INPUT RECORDS →

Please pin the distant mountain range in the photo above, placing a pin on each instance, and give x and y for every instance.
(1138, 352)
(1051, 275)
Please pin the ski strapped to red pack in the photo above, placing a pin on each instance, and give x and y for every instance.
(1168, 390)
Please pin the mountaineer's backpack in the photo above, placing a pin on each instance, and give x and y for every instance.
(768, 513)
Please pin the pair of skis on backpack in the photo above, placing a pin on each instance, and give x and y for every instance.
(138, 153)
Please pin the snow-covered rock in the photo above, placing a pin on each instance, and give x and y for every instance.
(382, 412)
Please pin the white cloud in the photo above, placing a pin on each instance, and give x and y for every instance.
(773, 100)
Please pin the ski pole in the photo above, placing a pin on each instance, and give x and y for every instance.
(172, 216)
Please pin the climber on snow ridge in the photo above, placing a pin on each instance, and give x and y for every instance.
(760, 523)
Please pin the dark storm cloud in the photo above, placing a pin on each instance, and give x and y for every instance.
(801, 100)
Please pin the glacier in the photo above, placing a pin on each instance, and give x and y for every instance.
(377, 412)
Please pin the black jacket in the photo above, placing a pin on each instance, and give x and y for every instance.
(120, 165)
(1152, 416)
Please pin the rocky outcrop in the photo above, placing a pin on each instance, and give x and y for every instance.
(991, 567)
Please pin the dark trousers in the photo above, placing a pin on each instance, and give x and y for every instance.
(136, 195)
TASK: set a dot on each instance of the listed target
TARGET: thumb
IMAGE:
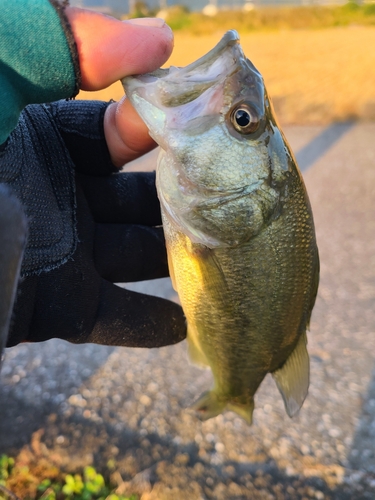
(109, 49)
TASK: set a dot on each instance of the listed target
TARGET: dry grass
(313, 76)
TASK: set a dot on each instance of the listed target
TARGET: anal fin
(210, 405)
(292, 379)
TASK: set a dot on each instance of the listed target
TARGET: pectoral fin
(195, 353)
(292, 379)
(171, 270)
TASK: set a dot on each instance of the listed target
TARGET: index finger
(109, 49)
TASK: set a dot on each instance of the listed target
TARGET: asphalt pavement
(92, 404)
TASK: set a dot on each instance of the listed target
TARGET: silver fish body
(238, 225)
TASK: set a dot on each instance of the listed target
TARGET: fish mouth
(190, 98)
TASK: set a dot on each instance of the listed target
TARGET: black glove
(118, 239)
(12, 241)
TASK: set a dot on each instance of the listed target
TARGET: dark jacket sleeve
(38, 58)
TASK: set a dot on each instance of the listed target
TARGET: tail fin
(210, 405)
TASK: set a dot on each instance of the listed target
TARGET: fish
(238, 226)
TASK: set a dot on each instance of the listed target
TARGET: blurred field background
(318, 62)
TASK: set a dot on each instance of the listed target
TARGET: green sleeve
(38, 58)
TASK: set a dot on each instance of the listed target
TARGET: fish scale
(238, 226)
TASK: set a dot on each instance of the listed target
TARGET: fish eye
(245, 119)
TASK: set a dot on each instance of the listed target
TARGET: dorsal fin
(292, 379)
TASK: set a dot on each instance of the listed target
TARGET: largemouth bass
(238, 225)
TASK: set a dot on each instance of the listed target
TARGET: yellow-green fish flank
(238, 226)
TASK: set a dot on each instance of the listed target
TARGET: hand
(123, 48)
(118, 215)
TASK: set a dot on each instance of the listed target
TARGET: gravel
(96, 404)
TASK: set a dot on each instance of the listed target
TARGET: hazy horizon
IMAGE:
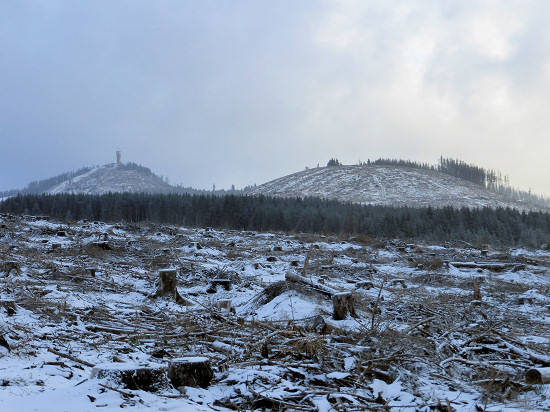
(242, 93)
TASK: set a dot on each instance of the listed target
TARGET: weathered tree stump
(395, 282)
(342, 304)
(167, 286)
(150, 378)
(226, 304)
(191, 371)
(477, 290)
(10, 266)
(213, 288)
(364, 284)
(10, 306)
(537, 376)
(196, 245)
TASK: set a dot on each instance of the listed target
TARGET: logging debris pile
(96, 315)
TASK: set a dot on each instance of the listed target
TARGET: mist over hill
(399, 183)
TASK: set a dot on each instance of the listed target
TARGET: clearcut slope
(388, 185)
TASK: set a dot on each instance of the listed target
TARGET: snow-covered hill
(388, 185)
(114, 178)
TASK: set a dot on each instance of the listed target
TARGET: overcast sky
(242, 92)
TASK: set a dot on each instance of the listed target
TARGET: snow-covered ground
(80, 295)
(388, 185)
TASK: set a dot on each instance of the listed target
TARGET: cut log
(226, 283)
(293, 277)
(308, 257)
(150, 378)
(537, 376)
(193, 371)
(343, 303)
(477, 290)
(10, 306)
(225, 304)
(10, 266)
(167, 286)
(492, 266)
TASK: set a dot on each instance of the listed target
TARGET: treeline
(487, 178)
(40, 186)
(260, 213)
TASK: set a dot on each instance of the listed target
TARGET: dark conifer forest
(260, 213)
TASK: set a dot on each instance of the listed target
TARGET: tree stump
(10, 306)
(226, 283)
(537, 376)
(167, 286)
(10, 266)
(193, 371)
(150, 378)
(226, 304)
(342, 304)
(477, 290)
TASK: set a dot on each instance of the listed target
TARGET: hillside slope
(114, 178)
(388, 185)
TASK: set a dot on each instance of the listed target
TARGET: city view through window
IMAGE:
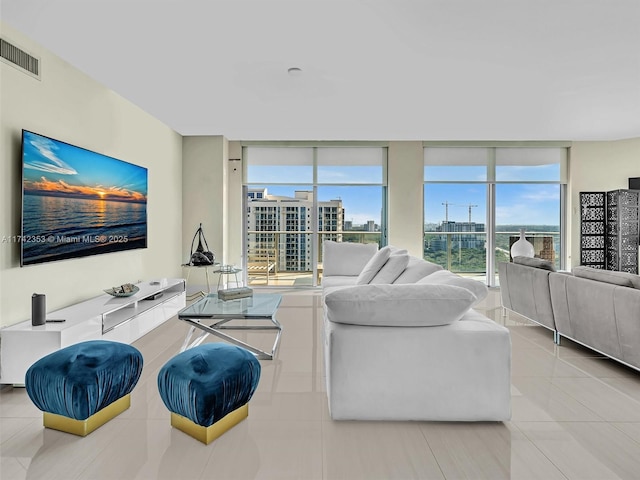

REQUIREMENT → Pictures aside, write out all of the records exactly.

RESULT OF THE TASK →
Please pin the distant mountain range in the photo above, placing a pin on each instance, and give x and y for every instance.
(1138, 352)
(1051, 275)
Please pin the ski strapped to red pack in the photo above, placing a pin on each instance, and give x and y for every instance.
(1168, 390)
Please pin the mountaineer's backpack in the photo above, placing a pin on each instance, and give x and y for every instance.
(768, 513)
Please pin the pair of skis on backpack in the photo above, placing a pin on each instance, and give x and y for every instance.
(138, 153)
Please pin the snow-covered rock in the photo above, placing a pin on each instance, and give x and y for every instance.
(382, 412)
Please pin the white cloud in the photo above, placing a pin on each instance, and give x and y for every instance.
(773, 100)
Please pin the ski pole in the photo above, placing a pin on each instance, and give x and y for every instance.
(172, 216)
Please pin the climber on snow ridge in the photo above, placing a pin on each instance, and give x and y for every instance.
(760, 523)
Please pin the dark storm cloud in the photo above, placing a pin on each instance, and give x and y for every instance.
(801, 100)
Please pin the glacier in the photo above, placing a pin on each instance, and give x and y for every instance.
(377, 412)
Please pin the black jacket in the photo above, placing a pin on each instance, and give x and y for every instance.
(120, 165)
(1152, 416)
Please pin the rocky outcrop in the photo above, placing a pin on each instance, and give x and y for every instance.
(991, 567)
Please pin the dark trousers in the photo above, placing a pin on each instance, and give x and y for every instance.
(136, 195)
TASK: set a dot on each instance of the listed target
TARGET: thumb
IMAGE:
(109, 49)
TASK: set a dot on each instance of the listed target
TARGET: dry grass
(313, 76)
TASK: set a dot on each instance of the listed target
TARGET: anal fin
(210, 405)
(292, 379)
TASK: set a dot on each instance of the listed target
TARGET: pectoral fin
(195, 353)
(292, 379)
(171, 270)
TASK: set a dot on each instance of the listed target
TARGET: index finger
(109, 49)
TASK: set a dot on each instance of the listed target
TARGET: asphalt pavement
(92, 404)
TASK: set a dot on each instance of the listed target
TARGET: silver fish body
(238, 225)
TASK: set a dot on each instance of the listed target
TARGET: fish mouth
(190, 98)
TASK: set a dot on each instance of the listed target
TARGET: black glove
(118, 239)
(12, 241)
TASK: set a dot on each instance of the listed target
TARGET: dark jacket sleeve
(38, 58)
TASK: set a dot on each instance of the listed target
TARGET: tail fin
(210, 405)
TASK: set a dot on each instance of the listed target
TARGET: fish
(238, 226)
TASK: set a dot on each instance of the listed target
TARGET: blurred field background
(318, 62)
TASK: set a dot on each instance of the listed target
TARGET: green sleeve
(38, 58)
TASK: set a dot on each instance of the listed target
TARGET: fish scale
(238, 226)
TASK: set a dot on each instance of the listed target
TARGET: fish eye
(245, 119)
TASK: set a dot on each instance of the listed target
TARGET: dorsal fin
(292, 379)
TASK: set a dot on each instance of the listed target
TARGET: largemouth bass
(238, 225)
TASK: set a dot on each instance of the listed target
TARGET: yellow-green fish flank
(238, 226)
TASK: set a dot on each instance of the listed target
TARGET: hand
(123, 48)
(118, 215)
TASK: set a dot on each instance of the listed target
TARGET: gravel
(96, 404)
TASK: set a dot on each instance of the listed target
TARGET: hazy horizon
IMAGE:
(242, 93)
TASK: set a dot on each instance of the listed target
TARGET: weathered tree stump
(395, 282)
(342, 304)
(167, 286)
(150, 378)
(226, 304)
(191, 371)
(477, 290)
(10, 266)
(213, 288)
(364, 284)
(10, 306)
(537, 376)
(196, 245)
TASK: set a dot on each instance of the listed target
TARGET: logging debris pile
(96, 315)
TASK: set a dot on each instance of the listed target
TARGET: mist over hill
(399, 183)
TASK: set a dot on each instance of the listed target
TARGET: clearcut slope
(388, 185)
TASK: set a dot on each instance of the listed target
TARGET: snow-covered hill
(388, 185)
(114, 178)
TASK: set a dot on each instance of the listed target
TARGET: overcast sky
(242, 92)
TASK: set a dot on each instance of the listed target
TARGET: snow-covered ground
(80, 295)
(388, 185)
TASK: set a dot on each instance of the listed target
TARGET: cut log
(226, 283)
(293, 277)
(308, 257)
(150, 378)
(537, 376)
(193, 371)
(343, 303)
(477, 290)
(10, 306)
(225, 304)
(10, 266)
(167, 286)
(492, 266)
TASK: set a dot on each instance of the listed target
TARGET: treeline
(487, 178)
(40, 186)
(260, 213)
TASK: set a dot on each instance of the listed target
TARGET: dark conifer forest
(260, 213)
TASK: set a dot on each instance of the listed target
TARGET: tree stump
(10, 306)
(226, 283)
(537, 376)
(167, 286)
(10, 266)
(193, 371)
(150, 378)
(226, 304)
(342, 304)
(477, 290)
TASK: set a dot on each instance of the listed target
TARGET: hillside slope
(114, 178)
(388, 185)
TASK: set a dot on each instance of the listed target
TARGET: city view through window
IMAGE:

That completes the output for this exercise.